====== PAGE EXCERPT

David Shanley had always been interested in how the mind affects the body, and had read the book Childbirth Without Fear, written by English obstetrician Grantly Dick-Read in 1942. Dick-Read, who's credited with founding the natural childbirth movement, had noticed how women who felt inhibited during labor often had difficult births. He associated this with the fight-or-flight response in humans, a reaction that causes them to pant and sweat when confronted with a threat or fear.

"When you're afraid and you turn white, it's because you're telling your body 'danger,' and your body is taking your blood and oxygen and diverting it into your arms and legs to fight or run," Laura says, adding that the same thing can occur to a woman during birth. "So what happens to a frightened woman in labor is that her uterus is literally white, and it doesn't have the fuel it needs." This fear can be triggered by an unfamiliar maternity ward, or doctors or nurses performing uncomfortable procedures.

It's like you're having sex and someone knocks on the door, she explains, "or comes in and says, 'What's your Social Security number?'" It's a moment-killer, as they say, and blood flows away from the organs.

The theory of birth pain as a psychosomatic construction had a huge influence on Laura. "It made so much sense to me," she says. "Here is this thing that is insuring the continuation of the race, and it's going to be fraught with peril. What kind of sense does that make?"

When Laura became pregnant with her first child, the couple initially considered getting a midwife. Laura came from a medical family; her father was a doctor and past president of the American College of Rheumatology, her mother did medical research, and her sister is a labor and delivery nurse. Still, she says, she "was always terrified of doctors growing up. I never looked at doctors as someone who was going to save me." And even though she insists she's not anti-doctor or even anti-midwife, she decided she didn't need medical help with her birth. "It was like, 'You know what? Let's just do it ourselves,'" Laura remembers.

============

• [WHAT TO DO]:
1. Answer these from the childbirth passage:
(a) Who wrote Childbirth Without Fear, and in what year?
(b) According to Laura, what color is a frightened woman's uterus during labor?
(c) What does Laura's sister do for work?
2. Please list each member of Laura's family whom the childbirth passage describes as working in medicine, along with that person's role.
3. Pick up the childbirth passage after its final sentence and continue it.

====== MATERIAL SUPPLIED

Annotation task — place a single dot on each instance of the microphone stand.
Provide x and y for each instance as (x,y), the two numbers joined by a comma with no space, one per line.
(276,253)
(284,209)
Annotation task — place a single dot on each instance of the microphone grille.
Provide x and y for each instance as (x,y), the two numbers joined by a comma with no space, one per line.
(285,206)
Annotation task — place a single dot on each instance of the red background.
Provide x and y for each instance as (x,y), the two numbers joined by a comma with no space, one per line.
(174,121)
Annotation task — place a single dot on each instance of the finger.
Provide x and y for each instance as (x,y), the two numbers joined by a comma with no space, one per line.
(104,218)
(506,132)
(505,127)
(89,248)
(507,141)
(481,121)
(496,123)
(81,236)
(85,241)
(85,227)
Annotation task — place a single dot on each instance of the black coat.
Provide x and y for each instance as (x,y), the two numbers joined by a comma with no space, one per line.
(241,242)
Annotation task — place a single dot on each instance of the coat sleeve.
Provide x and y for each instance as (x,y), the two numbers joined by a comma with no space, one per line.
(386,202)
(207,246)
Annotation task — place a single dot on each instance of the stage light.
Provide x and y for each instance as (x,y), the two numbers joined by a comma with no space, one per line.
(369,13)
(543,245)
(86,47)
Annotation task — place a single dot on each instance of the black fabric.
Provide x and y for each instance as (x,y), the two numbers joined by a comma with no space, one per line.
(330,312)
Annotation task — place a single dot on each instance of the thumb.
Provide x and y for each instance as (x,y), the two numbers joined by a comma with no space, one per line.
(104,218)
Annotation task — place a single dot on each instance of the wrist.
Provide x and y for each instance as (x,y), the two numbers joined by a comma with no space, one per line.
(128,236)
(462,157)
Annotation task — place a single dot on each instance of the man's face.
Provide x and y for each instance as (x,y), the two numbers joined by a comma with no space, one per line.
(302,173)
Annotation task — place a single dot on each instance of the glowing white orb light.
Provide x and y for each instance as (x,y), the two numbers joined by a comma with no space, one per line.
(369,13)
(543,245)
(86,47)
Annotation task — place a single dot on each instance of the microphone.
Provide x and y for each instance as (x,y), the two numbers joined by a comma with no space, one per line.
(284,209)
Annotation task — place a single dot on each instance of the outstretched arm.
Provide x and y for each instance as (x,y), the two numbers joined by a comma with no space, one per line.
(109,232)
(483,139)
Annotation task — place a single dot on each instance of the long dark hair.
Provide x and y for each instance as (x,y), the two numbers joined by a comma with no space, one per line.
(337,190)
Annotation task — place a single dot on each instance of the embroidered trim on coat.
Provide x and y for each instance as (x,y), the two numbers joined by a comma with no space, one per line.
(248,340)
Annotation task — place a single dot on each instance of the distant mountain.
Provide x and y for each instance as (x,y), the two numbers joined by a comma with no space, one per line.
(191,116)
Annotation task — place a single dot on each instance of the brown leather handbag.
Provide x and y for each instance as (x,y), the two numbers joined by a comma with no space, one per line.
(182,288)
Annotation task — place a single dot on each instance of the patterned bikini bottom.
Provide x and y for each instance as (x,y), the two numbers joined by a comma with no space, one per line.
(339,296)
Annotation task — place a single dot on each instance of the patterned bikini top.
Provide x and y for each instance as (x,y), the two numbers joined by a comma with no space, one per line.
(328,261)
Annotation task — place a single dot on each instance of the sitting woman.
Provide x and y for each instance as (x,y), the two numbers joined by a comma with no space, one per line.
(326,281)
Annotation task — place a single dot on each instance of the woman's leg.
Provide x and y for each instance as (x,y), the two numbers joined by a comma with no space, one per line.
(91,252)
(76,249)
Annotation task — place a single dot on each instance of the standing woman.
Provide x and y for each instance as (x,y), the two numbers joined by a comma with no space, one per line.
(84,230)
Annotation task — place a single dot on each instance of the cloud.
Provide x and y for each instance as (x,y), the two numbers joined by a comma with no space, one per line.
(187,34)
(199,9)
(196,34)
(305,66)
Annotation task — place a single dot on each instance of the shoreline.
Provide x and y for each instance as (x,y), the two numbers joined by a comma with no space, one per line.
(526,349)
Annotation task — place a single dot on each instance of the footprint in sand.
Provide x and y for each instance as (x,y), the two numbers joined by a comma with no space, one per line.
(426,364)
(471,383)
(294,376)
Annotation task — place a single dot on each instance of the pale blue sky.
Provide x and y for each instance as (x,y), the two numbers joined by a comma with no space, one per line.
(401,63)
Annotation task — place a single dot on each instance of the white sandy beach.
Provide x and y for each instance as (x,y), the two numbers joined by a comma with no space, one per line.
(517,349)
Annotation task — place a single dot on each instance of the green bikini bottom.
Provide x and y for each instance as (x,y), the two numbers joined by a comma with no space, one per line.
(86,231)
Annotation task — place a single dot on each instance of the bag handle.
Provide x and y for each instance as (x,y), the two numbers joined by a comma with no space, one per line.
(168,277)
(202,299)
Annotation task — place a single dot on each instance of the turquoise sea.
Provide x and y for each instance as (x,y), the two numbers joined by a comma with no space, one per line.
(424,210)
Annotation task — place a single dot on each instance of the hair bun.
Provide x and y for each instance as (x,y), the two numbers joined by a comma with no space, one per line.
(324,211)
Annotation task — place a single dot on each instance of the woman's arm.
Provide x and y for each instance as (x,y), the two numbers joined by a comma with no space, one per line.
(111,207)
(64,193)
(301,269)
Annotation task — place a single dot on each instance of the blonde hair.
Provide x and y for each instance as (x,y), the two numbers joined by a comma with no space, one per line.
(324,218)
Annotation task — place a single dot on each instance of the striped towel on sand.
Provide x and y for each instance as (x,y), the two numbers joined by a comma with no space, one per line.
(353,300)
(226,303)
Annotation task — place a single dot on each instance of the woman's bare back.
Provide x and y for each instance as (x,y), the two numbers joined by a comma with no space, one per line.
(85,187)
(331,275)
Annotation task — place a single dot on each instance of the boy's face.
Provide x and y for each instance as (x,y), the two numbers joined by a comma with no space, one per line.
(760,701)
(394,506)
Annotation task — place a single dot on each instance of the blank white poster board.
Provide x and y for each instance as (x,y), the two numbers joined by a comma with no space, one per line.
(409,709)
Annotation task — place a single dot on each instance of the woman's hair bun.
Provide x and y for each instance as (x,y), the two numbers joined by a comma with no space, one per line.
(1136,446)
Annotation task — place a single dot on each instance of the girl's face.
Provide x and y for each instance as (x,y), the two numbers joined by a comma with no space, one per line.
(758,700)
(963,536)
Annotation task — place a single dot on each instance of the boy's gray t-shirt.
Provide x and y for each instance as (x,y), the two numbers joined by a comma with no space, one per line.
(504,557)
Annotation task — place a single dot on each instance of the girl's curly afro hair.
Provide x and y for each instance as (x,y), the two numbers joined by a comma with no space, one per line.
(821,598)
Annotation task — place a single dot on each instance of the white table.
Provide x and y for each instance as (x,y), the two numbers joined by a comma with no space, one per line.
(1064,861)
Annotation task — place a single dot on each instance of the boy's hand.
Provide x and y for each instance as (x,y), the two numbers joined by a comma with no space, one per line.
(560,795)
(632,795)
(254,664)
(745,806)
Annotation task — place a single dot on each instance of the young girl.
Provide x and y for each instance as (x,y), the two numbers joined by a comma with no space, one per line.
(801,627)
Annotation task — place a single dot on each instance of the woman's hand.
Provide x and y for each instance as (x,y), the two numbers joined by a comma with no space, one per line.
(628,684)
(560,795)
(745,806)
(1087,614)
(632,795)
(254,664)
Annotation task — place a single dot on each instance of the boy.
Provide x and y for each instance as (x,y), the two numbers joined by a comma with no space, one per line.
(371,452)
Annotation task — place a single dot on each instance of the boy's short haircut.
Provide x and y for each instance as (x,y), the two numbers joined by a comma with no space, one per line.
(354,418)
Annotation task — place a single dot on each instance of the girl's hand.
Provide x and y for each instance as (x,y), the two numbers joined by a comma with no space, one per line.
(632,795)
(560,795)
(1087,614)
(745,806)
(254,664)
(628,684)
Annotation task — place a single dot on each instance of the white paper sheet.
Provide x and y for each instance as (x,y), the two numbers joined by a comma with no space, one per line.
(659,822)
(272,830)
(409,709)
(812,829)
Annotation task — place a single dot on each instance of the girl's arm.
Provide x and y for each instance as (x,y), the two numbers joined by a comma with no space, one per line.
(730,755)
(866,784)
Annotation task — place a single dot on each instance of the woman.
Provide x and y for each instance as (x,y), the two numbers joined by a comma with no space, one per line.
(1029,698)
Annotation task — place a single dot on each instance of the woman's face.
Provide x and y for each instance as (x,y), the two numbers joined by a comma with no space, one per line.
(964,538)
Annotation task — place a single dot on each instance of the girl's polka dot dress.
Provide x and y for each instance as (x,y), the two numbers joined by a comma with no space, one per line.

============

• [TASK-BY-TASK RESULTS]:
1.
(a) Grantly Dick-Read, in 1942.
(b) White.
(c) She is a labor and delivery nurse.

2.
- Father: a doctor and past president of the American College of Rheumatology
- Mother: did medical research
- Sister: a labor and delivery nurse

3.
While in labor with her first child, Laura meditated and got so "within herself" that she almost forgot they'd invited a bunch of friends over to witness the birth, including a filmmaker from CU. Her body was telling her not to let anyone touch her. She felt like a wild animal. When she sensed the baby's head was emerging, she walked over to the bed and gave birth on her hands and knees rather than on her back. The filmmaker didn't even have time to turn on the camera.

After that, Laura decided that she should give birth completely alone. "I just realized that to bring anyone else into the room would alter the process," she says.

Fifteen years later, she published Unassisted Childbirth. Though the book continues to sell modestly, Laura says she's not interested in pushing freebirthing to greater mainstream acceptance. And even among practitioners of natural childbirth, who strive to avoid the epidurals and labor-inducing drugs so common in modern maternity wards, the undertaking is regarded as controversial.

But for Laura Shanley and like-minded women, unassisted birth is the logical next step in natural childbirth, making it even more natural. Although exact figures are hard to come by, some proponents estimate the number of intentional unassisted births in North America at around 5,000 a year -- still a minuscule amount given the United States' annual birth rate of 4 million.

As a community, freebirthers are generally distrustful of formality and standardization, attributes they associate with the cold, assembly-line drive of corporate hospitals. These women prefer to communicate through informal networks on the Internet, where their conversation is punctuated by the radical rhetoric of motherhood empowerment.